Stored data entries
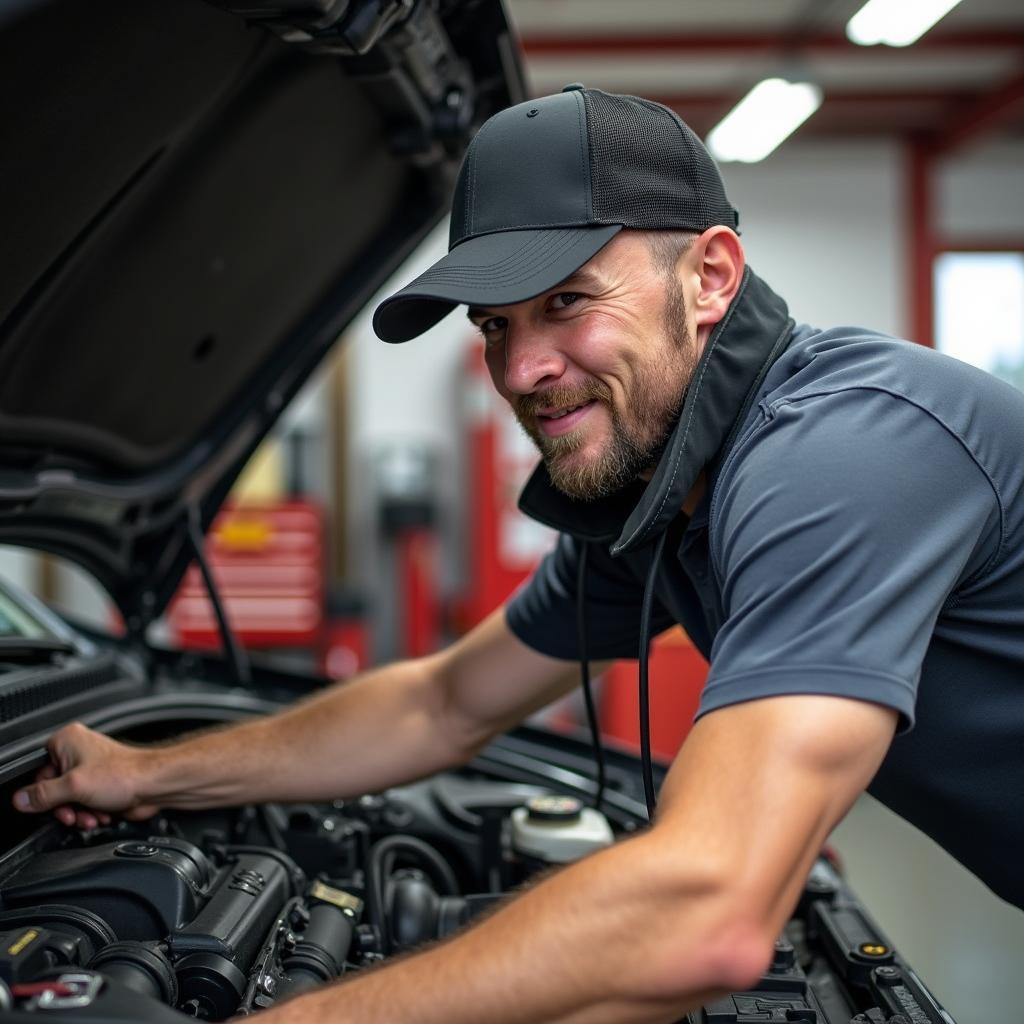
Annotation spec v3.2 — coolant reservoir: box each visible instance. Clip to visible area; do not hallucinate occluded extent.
[512,794,613,864]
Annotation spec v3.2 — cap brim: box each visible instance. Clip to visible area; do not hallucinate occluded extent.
[374,224,622,342]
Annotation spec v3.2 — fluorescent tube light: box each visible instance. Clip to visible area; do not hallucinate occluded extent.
[708,78,821,164]
[846,0,961,46]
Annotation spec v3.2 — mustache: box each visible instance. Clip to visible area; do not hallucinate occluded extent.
[512,377,611,420]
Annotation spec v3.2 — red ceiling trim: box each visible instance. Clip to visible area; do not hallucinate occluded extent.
[934,71,1024,154]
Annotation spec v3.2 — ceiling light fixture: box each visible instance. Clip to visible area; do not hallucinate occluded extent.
[846,0,961,46]
[708,78,821,164]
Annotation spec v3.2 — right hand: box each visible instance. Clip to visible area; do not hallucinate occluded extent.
[13,722,160,828]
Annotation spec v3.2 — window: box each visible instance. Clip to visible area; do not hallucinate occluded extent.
[935,252,1024,390]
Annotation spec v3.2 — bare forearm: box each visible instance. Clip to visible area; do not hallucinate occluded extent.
[139,662,471,808]
[260,839,750,1024]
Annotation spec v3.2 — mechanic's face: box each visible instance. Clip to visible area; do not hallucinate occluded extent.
[469,231,696,500]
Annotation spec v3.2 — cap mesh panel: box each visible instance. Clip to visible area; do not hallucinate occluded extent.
[584,89,737,231]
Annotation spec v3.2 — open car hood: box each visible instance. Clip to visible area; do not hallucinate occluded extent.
[0,0,523,629]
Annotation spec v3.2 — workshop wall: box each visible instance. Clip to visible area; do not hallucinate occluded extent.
[344,139,1024,634]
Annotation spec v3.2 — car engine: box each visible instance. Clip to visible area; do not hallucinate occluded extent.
[0,770,950,1024]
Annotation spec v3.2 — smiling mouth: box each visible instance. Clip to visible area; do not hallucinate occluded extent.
[537,398,594,420]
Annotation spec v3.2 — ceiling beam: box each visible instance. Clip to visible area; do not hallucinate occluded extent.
[520,25,1024,57]
[932,71,1024,156]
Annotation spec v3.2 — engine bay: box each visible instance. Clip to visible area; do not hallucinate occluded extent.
[0,769,950,1024]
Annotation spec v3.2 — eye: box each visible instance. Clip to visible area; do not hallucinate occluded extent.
[551,292,580,309]
[476,316,508,341]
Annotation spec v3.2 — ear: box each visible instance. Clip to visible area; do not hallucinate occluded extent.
[687,225,746,337]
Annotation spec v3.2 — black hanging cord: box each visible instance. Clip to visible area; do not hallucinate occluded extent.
[188,505,251,683]
[640,534,666,820]
[577,541,605,811]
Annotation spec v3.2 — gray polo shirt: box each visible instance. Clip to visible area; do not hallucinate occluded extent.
[508,328,1024,906]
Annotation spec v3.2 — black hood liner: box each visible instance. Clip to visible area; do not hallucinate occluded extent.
[0,0,523,630]
[519,267,795,555]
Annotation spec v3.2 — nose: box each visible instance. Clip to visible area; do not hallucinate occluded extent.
[497,323,565,394]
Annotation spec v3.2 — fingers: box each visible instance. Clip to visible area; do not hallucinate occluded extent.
[13,768,74,823]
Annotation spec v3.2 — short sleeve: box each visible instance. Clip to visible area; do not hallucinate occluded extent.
[698,388,999,728]
[506,534,674,659]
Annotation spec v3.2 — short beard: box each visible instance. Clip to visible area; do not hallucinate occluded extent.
[512,274,696,501]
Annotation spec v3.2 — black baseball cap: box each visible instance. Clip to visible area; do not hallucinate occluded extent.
[374,85,739,342]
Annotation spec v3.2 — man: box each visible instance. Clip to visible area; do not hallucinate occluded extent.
[9,86,1024,1024]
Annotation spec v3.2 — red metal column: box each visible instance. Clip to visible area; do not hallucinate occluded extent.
[906,139,936,347]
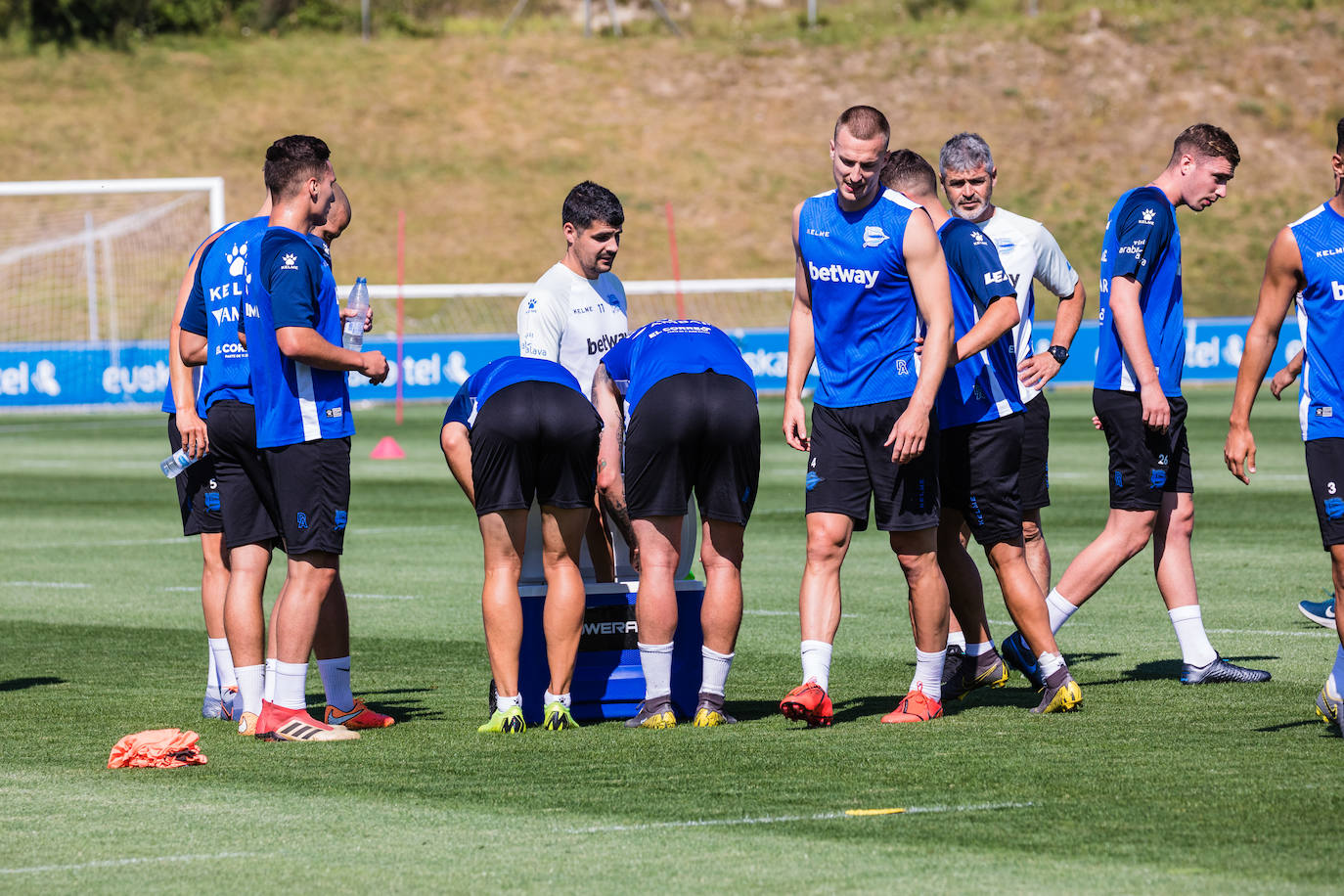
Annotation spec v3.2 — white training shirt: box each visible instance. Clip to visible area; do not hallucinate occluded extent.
[980,205,1078,404]
[517,262,629,400]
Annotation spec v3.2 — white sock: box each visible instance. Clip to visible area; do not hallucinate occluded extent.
[1167,604,1218,666]
[1046,589,1078,634]
[700,645,737,697]
[205,638,219,698]
[272,659,308,709]
[234,663,266,719]
[910,648,948,699]
[207,638,238,694]
[636,641,672,699]
[1036,652,1064,679]
[802,641,832,692]
[317,657,355,712]
[261,657,276,702]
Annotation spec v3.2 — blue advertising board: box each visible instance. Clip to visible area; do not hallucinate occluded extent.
[0,317,1302,410]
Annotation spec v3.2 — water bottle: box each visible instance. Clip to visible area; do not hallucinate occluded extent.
[158,449,201,479]
[341,277,368,352]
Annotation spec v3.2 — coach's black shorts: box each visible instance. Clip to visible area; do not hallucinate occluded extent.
[804,399,939,532]
[262,436,349,558]
[625,371,761,525]
[1093,389,1194,511]
[938,414,1025,548]
[1017,392,1050,512]
[1304,438,1344,551]
[207,399,280,548]
[168,414,224,535]
[471,381,603,515]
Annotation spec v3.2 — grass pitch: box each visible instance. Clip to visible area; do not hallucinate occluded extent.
[0,389,1344,892]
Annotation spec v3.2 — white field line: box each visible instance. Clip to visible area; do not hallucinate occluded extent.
[0,853,256,874]
[564,802,1035,834]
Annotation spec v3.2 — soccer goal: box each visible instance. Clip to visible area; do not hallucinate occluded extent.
[0,177,224,407]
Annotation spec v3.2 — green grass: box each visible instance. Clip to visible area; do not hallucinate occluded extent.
[0,388,1344,893]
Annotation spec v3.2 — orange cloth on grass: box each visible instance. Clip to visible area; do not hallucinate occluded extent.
[108,728,205,769]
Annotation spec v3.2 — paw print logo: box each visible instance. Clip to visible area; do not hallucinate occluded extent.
[224,244,247,277]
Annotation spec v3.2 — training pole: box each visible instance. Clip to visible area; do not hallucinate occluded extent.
[664,202,686,320]
[396,208,406,426]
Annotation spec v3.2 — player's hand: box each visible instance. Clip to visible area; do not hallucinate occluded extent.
[1223,426,1255,485]
[1139,381,1172,432]
[1269,367,1297,402]
[177,408,209,461]
[881,407,928,464]
[784,398,812,451]
[359,352,388,385]
[1017,352,1060,389]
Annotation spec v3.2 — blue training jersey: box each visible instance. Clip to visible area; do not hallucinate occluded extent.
[1096,187,1186,398]
[181,216,266,418]
[934,217,1021,429]
[443,357,587,428]
[244,227,355,447]
[798,190,923,407]
[1289,202,1344,440]
[603,320,755,414]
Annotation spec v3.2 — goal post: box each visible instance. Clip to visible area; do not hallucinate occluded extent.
[0,177,226,408]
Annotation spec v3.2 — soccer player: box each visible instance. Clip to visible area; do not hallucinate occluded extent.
[780,106,953,726]
[439,357,601,734]
[593,320,761,728]
[1021,123,1270,687]
[162,225,238,719]
[881,149,1082,712]
[244,136,388,740]
[517,180,635,582]
[1223,118,1344,734]
[938,133,1088,602]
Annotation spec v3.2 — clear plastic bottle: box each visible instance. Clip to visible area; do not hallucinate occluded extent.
[341,277,368,352]
[158,449,201,479]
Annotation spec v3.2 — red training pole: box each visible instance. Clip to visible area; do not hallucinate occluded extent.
[396,208,406,426]
[664,202,686,320]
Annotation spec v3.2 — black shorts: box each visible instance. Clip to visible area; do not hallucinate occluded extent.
[1093,389,1194,511]
[1017,392,1050,512]
[262,436,349,558]
[938,414,1027,548]
[471,381,603,515]
[625,371,761,525]
[805,399,939,532]
[1306,438,1344,551]
[207,399,280,548]
[168,414,224,535]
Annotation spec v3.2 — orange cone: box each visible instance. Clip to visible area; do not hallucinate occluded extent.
[368,435,406,461]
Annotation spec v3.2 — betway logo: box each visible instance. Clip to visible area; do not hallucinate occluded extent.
[808,262,881,289]
[587,334,625,355]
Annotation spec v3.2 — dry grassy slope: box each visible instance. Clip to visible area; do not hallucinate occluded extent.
[0,11,1344,323]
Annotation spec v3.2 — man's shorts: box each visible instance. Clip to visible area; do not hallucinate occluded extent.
[1017,392,1050,514]
[1093,389,1194,511]
[202,399,280,548]
[262,436,349,558]
[625,371,761,525]
[168,414,224,535]
[1304,438,1344,551]
[471,381,603,515]
[805,399,939,532]
[938,414,1027,548]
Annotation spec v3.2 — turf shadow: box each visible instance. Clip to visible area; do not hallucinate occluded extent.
[0,676,66,691]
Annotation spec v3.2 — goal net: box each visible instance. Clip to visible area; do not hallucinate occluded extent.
[0,177,224,407]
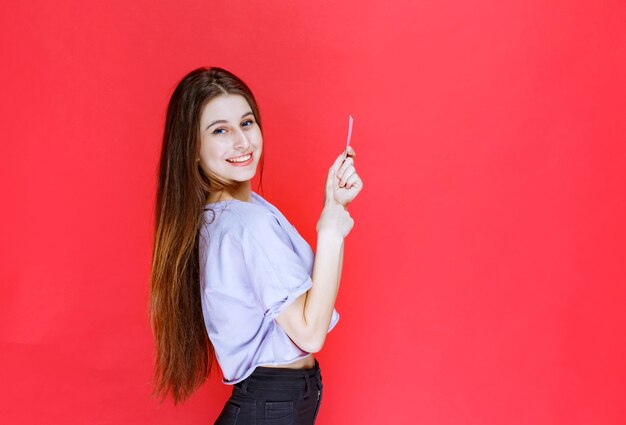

» **GIVEN REQUEST**: Copy the lines above from the one containing "Annotation spec v3.2 — car" through the one containing "[0,769,950,1024]", including both of those lines.

» **WRITTEN ANSWER**:
Annotation spec v3.2 — car engine: box each visible instance. Clip to visible area; do not hallucinate occluded extent.
[0,770,950,1024]
Annotation spec v3.2 — smiling mouth: box each visible instance. Clip to visible area; do not hallucinate occluded extent.
[537,398,594,420]
Annotation spec v3.2 — ceiling beam: box each visible instance. Clip to visible area; do not hallucinate occluded extent.
[520,25,1024,57]
[932,71,1024,156]
Annotation spec v3.2 — engine bay: box each visible instance. Clip to visible area; do not hallucinate occluded extent.
[0,769,950,1024]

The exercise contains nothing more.